[[ DATA RECORDS open ]]

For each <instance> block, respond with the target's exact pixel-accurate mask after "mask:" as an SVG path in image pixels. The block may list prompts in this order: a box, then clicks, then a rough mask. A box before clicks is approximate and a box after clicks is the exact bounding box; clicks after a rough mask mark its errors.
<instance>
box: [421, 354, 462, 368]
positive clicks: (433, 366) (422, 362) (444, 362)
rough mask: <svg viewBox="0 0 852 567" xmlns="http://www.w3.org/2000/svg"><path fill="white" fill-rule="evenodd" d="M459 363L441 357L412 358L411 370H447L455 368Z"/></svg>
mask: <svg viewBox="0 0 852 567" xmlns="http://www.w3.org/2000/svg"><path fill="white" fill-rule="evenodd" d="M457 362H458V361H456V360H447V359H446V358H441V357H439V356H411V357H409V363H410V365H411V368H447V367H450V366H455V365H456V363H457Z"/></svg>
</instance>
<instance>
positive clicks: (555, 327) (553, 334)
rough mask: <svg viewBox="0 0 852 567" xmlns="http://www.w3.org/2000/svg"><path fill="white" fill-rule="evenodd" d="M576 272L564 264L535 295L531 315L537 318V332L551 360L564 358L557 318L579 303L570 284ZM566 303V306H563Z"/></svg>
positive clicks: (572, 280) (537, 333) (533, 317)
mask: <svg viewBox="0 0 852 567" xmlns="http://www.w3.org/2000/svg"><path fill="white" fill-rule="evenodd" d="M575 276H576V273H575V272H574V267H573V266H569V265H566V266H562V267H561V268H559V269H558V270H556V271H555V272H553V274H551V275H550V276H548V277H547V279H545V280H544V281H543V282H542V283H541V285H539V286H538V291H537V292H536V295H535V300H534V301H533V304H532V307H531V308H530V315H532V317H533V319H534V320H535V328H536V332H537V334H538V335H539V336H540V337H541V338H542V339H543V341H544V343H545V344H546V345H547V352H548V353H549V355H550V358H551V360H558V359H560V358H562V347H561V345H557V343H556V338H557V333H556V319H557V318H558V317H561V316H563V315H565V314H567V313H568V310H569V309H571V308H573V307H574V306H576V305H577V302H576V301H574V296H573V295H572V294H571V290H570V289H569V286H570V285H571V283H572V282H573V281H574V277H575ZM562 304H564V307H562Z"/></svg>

[[ DATA RECORDS closed ]]

* **ACTIVITY**
Count of lines with "instance": please work it out for the entries above and give the number by itself.

* **RESPONSE FOR THIS EXERCISE**
4